:: REQUEST ::
Reproduce every entry exactly as shown.

:: DATA EXTRACT ::

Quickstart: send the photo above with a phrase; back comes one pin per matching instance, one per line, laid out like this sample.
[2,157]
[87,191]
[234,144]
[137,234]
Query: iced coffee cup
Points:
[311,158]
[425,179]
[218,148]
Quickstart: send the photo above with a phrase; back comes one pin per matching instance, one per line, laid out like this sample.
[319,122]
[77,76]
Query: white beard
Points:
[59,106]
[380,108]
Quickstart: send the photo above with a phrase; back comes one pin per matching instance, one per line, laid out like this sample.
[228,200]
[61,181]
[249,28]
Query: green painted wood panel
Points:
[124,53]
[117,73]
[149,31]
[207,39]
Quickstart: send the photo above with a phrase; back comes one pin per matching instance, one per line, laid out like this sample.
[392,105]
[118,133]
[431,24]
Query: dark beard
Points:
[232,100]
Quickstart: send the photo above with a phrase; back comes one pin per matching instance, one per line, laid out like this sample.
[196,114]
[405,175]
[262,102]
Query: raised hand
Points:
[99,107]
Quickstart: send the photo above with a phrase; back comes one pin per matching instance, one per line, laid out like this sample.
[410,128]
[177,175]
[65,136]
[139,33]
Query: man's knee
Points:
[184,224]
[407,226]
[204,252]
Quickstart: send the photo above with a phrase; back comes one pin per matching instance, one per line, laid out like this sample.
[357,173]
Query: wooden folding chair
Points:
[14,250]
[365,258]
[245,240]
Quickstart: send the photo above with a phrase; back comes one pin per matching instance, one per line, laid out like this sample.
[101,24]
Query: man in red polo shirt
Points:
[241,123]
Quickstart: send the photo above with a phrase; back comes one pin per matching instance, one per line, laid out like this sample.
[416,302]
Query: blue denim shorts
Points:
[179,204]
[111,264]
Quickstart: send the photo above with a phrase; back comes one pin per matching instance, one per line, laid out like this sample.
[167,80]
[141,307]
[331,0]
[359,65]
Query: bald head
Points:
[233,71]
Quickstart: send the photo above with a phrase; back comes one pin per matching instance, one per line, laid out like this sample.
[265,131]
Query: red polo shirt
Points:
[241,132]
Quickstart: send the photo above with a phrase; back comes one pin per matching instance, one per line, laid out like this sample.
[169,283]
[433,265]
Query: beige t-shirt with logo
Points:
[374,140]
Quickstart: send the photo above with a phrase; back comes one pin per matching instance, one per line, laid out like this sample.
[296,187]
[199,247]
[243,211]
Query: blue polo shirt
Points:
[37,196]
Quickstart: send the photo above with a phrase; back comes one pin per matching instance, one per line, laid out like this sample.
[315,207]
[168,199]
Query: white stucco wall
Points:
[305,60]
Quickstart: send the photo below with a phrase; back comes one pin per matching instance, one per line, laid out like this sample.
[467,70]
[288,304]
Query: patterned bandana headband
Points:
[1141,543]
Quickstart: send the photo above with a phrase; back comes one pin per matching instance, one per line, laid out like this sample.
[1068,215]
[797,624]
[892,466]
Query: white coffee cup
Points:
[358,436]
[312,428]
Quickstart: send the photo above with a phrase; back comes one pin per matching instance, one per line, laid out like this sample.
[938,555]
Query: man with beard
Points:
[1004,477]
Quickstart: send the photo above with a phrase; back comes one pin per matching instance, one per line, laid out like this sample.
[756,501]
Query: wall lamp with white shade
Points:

:: REPLY ::
Quickstart: send the photo above with a phrase; back comes one pin per matching instance, one per line, laid out like this sample.
[2,157]
[87,191]
[234,144]
[137,234]
Query: iced coffee cup
Points:
[311,158]
[425,179]
[218,148]
Quickstart: send the photo above with a phrase; back comes one pin per matching instance, one per line, laid out like this sample.
[319,122]
[77,76]
Query: white beard
Points:
[59,106]
[380,108]
Quickstart: send the photo above with a phrase; back comes one pin per matching instance, one per line, laid out like this sample.
[228,200]
[61,181]
[249,28]
Query: green painted wood panel
Points:
[124,53]
[117,73]
[149,31]
[207,39]
Quickstart: send the photo above with a phrase; back comes one pin per matching instance, one per line, laid out like this sample.
[392,105]
[118,133]
[431,24]
Query: dark beard
Points:
[232,100]
Quickstart: send the photo above with a phrase; back comes one pin per matching instance, one per line, laid out like this sample.
[196,114]
[405,175]
[262,102]
Query: raised hand
Points:
[99,107]
Quickstart: send the photo above with a phrase; back comes one pin per matching instance, one per line, laid out like this sample.
[410,128]
[177,175]
[65,136]
[139,33]
Query: man's knee
Points:
[184,224]
[407,226]
[204,252]
Quickstart: send the photo above with a phrase; back comes one pin per matching instance, one per line, laid out like this sample.
[357,173]
Query: wooden folding chair
Points:
[14,250]
[365,258]
[245,240]
Quickstart: send the photo above with a phrase; back comes one pin per matching instance, one per line, laid out like this sample.
[101,24]
Query: man in red polo shirt
Points:
[241,123]
Quickstart: send the photo above with a phrase; back comes one pin per matching instance, one per line, laid out like this sample.
[416,302]
Query: blue denim shorts
Points:
[179,204]
[111,264]
Quickstart: send the photo above with a phrase; back comes one pin per matching instance, one per line, laid out like this sample.
[167,80]
[141,307]
[331,0]
[359,65]
Query: bald head
Points:
[233,71]
Quickstart: send the photo above with a phrase; back comes one pin per matching instance, one per line, laid out like this sample.
[265,131]
Query: red polo shirt
Points:
[241,132]
Quickstart: send the photo above with a phrase; back comes one pin per matching instance, one per line, laid out like this sample.
[169,283]
[433,265]
Query: beige t-shirt with logo
Points:
[374,140]
Quickstart: send the photo above with a phrase; back comes one pin per matching instance, one per line, laid out like this sample.
[296,187]
[199,247]
[243,211]
Query: blue polo shirt
Points:
[37,196]
Quickstart: send the photo above with a phrase; back comes one pin per matching instance, one per line, laid out like this sample.
[315,207]
[168,199]
Query: white stucco wall
Points:
[305,60]
Quickstart: send the photo below with a phrase; back comes one pin per matching instance, one per line, laid out like this sample.
[467,70]
[288,304]
Query: patterned bandana headband
Points:
[1141,543]
Quickstart: send the photo above with a phrase; back comes one pin per matching instance, one per line, laid out like this sample.
[1068,215]
[797,624]
[892,466]
Query: white coffee cup
Points:
[358,436]
[312,428]
Quickstart: send the photo above with a phrase; back comes one pin per matching instance, one per line, laid out like this sample.
[938,555]
Query: man with beard
Points:
[1004,477]
Quickstart: send the photo above with a phrase; back comes one pin per matching instance, one per line, laid out like this sample.
[756,501]
Query: wall lamp with white shade
Points:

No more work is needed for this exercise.